- Tarefa
Conte quantas linhas dos registros contêm a palavra "white", considerando a diferença entre maiúsculas e minúsculas, e dê somente o número.

[Linhas de um conjunto de dados]
_ _ _ _
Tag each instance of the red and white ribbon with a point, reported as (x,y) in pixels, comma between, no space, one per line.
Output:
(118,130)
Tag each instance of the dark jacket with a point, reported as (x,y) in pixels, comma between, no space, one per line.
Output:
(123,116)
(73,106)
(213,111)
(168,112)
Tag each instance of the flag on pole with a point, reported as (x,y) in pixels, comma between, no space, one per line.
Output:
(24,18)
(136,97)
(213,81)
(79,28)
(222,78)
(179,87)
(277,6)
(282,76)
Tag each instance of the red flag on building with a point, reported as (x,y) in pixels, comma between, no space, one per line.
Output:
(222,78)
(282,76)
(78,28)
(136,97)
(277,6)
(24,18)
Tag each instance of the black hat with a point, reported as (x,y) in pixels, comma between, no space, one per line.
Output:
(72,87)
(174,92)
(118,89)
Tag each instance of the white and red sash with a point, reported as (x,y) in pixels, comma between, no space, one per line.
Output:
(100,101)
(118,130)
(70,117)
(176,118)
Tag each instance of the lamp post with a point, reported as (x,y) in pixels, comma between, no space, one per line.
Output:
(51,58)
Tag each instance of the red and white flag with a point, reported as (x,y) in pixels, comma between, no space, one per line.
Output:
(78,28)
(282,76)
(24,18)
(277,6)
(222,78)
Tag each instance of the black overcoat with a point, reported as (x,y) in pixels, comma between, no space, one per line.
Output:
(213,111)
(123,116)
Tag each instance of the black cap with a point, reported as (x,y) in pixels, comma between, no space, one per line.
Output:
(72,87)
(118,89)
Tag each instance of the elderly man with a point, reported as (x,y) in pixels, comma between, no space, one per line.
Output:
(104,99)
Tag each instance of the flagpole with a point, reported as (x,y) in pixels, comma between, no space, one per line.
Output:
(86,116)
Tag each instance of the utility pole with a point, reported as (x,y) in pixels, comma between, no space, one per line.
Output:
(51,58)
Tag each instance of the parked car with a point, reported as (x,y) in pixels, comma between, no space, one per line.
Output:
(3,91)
_ _ _ _
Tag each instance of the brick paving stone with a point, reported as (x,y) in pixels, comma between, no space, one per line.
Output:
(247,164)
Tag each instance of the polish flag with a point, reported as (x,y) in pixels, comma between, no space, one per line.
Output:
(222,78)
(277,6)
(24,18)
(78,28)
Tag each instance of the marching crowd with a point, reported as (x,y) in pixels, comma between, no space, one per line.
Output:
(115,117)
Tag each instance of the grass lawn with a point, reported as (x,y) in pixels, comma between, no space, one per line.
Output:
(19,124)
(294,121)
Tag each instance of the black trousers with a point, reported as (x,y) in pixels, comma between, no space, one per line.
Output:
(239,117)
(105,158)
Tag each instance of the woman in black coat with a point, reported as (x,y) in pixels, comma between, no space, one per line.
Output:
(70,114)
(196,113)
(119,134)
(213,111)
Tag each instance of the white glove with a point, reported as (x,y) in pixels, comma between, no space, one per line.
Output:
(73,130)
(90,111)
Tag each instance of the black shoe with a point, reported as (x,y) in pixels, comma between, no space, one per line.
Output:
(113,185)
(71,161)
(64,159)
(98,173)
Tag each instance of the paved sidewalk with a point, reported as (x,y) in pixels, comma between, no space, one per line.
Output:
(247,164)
_ _ _ _
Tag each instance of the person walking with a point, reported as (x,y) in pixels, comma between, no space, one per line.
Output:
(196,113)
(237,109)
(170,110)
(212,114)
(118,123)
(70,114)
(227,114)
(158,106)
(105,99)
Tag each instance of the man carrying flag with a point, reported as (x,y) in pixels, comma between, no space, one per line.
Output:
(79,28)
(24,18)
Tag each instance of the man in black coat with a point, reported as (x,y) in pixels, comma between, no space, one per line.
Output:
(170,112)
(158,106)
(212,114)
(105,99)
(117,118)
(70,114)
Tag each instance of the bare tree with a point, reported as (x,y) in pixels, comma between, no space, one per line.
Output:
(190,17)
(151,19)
_ _ _ _
- Resposta
4